- Document passage -
The most popular book series are Michael Milanovic, Cyril Weir, and Lynda Taylor's Studies in Language Testing (SiLT) series, and Lyle Bachman and Charles Alderson's Cambridge Language Assessment Series.

== Courses ==
Language assessment or language testing courses are taught as required or elective courses in many graduate and doctoral programs, particularly in the subjects of applied linguistics, English for Speakers of Other Languages, English as a second or foreign language, or educational linguistics. These programs are known as MA or PhD programs in Applied Linguistics, Educational Linguistics, TESOL, TEFL, or TESL. The focus of most courses is on test development, psychometric qualities of tests, validity, reliability and fairness of tests, and classical true score measurement theory. Additional courses focus on item response theory, factor analysis, structural equation modeling, G theory, latent growth modeling, qualitative analysis of test performance data such as conversation and discourse analysis, and politics and language policy issues.

Universities that have regular courses and programs that focus on language assessment at the PhD level include Iowa State University, University of Illinois, Urbana-Champaign, University of Hawaiʻi at Mānoa, Teachers College, Columbia University, Penn State University, Georgia State University, Northern Arizona University, McGill University, University of Toronto, Lancaster University (UK), University of Leicester, University of Bristol, University of Cambridge, University of Bedfordshire, and Guangdong University of Foreign Studies (China); at the MA level include Lancaster University, University of Leicester, University of Hawaiʻi at Mānoa, California State Universities at Fullerton, Los Angeles, Long Beach, San Jose, and San Francisco.

- Stated task -
From the passage on language assessment, write out word for word everything between "The most popular" and "Language Assessment Series.", inclusive. The lines after this passage on language assessment have no connection to it.

- Information provided -
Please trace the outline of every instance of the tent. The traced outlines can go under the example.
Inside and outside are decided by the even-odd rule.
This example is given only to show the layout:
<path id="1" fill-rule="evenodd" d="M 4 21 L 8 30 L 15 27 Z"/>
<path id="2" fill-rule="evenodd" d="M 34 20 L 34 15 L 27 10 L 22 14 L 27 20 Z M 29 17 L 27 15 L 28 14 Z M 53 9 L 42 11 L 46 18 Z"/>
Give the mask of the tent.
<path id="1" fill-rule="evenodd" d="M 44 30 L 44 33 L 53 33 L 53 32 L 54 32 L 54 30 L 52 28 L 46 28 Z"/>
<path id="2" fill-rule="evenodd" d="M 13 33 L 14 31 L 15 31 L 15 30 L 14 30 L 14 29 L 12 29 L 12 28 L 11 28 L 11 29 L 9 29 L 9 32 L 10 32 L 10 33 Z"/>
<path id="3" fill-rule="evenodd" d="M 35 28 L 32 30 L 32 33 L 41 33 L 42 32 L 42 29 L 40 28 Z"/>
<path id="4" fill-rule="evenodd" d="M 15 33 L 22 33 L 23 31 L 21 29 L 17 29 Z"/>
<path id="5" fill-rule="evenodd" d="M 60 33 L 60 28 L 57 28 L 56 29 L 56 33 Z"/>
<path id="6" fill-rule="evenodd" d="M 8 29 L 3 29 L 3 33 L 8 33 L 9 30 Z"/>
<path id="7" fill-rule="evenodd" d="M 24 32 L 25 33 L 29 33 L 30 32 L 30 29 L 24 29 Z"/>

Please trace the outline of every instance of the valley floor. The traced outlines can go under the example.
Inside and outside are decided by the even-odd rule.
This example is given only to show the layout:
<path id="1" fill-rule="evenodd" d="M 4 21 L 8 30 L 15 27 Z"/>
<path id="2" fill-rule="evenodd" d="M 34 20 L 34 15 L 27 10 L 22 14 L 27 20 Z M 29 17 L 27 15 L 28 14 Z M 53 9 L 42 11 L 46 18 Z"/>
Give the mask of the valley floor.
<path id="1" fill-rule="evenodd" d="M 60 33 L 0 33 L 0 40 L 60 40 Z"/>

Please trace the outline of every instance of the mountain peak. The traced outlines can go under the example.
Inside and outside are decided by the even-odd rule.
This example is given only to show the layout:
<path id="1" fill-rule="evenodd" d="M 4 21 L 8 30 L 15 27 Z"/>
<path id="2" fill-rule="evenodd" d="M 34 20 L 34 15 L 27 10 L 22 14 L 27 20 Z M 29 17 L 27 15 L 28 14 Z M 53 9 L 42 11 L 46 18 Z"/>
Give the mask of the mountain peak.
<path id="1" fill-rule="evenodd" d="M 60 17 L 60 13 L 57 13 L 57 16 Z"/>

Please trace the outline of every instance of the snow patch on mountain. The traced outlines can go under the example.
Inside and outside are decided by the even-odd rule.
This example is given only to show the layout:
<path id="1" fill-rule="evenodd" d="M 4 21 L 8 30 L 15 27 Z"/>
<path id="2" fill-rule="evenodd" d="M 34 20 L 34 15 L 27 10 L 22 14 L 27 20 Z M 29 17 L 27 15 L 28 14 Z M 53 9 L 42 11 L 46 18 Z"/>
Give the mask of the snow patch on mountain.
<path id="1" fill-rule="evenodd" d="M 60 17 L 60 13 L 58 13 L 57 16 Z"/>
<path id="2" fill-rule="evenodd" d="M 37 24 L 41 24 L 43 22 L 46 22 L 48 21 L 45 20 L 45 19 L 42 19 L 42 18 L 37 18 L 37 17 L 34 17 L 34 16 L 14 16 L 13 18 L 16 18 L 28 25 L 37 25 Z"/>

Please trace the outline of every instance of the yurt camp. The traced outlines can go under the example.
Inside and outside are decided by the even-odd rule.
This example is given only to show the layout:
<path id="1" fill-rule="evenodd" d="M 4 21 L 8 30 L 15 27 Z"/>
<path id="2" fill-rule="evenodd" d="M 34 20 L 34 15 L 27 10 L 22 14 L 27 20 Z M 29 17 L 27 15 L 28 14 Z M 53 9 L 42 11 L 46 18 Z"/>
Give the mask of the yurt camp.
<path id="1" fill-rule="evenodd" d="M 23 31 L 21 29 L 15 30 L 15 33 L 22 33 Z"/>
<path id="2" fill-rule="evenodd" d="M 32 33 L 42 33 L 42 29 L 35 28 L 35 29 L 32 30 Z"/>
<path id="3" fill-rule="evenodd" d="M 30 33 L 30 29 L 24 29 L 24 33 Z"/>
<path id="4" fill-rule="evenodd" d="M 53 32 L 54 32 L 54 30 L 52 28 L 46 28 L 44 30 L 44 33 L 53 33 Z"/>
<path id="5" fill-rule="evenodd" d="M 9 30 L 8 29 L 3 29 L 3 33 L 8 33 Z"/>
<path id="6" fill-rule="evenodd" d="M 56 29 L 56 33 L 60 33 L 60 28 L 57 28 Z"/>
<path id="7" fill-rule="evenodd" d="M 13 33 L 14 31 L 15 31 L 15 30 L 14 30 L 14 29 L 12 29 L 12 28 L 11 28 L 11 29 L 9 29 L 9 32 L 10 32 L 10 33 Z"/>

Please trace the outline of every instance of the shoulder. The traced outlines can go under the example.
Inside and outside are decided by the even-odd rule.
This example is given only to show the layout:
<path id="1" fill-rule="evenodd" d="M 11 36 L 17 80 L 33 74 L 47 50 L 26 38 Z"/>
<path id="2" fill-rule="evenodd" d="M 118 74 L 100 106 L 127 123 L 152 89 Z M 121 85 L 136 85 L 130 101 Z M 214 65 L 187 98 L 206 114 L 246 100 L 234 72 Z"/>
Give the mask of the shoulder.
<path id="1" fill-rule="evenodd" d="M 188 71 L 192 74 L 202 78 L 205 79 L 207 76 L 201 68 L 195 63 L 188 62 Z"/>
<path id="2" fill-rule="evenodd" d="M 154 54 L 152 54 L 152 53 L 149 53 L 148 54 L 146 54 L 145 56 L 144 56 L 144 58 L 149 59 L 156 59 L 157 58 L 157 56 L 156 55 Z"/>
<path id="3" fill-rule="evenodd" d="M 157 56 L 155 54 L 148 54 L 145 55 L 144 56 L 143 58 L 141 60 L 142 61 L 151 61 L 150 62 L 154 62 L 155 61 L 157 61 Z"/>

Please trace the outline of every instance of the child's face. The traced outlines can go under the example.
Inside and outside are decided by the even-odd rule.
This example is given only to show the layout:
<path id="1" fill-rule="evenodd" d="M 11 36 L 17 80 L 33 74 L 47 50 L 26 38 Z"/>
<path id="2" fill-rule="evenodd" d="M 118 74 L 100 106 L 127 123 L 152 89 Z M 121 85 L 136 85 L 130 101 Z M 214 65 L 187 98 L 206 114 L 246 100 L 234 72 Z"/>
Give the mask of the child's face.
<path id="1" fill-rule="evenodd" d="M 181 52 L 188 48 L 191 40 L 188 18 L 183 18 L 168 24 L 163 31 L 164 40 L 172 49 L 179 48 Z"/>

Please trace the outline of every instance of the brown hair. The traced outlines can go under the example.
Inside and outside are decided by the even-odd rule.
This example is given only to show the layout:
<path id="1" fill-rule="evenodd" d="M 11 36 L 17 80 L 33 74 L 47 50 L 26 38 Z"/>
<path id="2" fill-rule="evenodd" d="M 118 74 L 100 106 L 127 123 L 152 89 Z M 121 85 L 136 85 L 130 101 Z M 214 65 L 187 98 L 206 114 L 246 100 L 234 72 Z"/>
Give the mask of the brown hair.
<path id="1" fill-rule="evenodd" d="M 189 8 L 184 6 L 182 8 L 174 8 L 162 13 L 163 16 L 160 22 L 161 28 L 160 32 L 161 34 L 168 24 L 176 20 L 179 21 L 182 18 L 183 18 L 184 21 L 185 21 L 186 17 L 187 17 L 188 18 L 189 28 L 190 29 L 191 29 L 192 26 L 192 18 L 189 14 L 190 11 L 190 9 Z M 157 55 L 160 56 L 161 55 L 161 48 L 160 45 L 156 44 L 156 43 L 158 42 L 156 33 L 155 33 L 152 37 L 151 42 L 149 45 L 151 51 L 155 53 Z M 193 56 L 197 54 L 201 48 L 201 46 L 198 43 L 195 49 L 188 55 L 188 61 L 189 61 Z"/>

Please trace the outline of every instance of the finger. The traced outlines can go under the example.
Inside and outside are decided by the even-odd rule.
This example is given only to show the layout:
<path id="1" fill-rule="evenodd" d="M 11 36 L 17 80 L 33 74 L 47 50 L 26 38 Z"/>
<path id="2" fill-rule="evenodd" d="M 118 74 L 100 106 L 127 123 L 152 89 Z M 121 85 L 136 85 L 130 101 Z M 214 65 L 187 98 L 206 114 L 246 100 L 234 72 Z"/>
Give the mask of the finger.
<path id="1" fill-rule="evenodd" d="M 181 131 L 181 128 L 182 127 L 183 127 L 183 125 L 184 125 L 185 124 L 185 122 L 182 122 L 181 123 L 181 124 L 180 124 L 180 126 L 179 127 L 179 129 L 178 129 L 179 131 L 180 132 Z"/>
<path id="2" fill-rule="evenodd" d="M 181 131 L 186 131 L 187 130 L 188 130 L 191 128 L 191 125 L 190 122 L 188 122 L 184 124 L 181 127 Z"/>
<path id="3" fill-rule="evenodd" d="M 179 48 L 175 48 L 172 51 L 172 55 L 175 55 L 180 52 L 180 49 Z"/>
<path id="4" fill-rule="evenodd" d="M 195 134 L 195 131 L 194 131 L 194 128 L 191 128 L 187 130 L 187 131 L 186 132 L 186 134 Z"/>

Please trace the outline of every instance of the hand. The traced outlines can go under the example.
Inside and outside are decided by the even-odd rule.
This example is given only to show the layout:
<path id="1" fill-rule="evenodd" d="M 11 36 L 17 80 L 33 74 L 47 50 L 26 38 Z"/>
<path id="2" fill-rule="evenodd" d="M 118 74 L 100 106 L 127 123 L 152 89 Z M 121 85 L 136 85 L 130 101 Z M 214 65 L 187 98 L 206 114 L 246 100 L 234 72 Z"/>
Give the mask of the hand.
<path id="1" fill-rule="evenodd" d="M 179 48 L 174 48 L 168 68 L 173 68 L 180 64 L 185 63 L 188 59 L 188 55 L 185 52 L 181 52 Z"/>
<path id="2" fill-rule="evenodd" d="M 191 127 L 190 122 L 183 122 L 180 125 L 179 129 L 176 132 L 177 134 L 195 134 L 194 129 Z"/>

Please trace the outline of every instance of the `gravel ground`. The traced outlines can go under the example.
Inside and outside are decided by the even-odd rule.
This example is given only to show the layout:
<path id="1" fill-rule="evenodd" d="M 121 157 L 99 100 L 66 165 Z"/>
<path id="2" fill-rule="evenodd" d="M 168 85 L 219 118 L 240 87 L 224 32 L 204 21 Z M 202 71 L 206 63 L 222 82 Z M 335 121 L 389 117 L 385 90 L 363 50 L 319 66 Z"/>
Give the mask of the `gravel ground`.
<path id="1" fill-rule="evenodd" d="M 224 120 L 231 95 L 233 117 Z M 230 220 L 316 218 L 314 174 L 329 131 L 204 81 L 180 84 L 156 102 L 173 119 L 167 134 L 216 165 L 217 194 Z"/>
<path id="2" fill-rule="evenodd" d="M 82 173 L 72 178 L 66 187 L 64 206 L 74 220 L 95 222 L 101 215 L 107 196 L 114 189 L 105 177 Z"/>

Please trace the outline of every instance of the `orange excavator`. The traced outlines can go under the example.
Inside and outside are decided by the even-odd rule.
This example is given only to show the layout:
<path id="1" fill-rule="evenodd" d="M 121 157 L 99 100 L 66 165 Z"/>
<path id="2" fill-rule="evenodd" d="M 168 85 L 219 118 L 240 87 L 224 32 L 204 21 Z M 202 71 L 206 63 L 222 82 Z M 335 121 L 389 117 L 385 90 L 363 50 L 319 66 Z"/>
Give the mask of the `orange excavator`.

- Exercise output -
The most popular book series are Michael Milanovic, Cyril Weir, and Lynda Taylor's Studies in Language Testing (SiLT) series, and Lyle Bachman and Charles Alderson's Cambridge Language Assessment Series.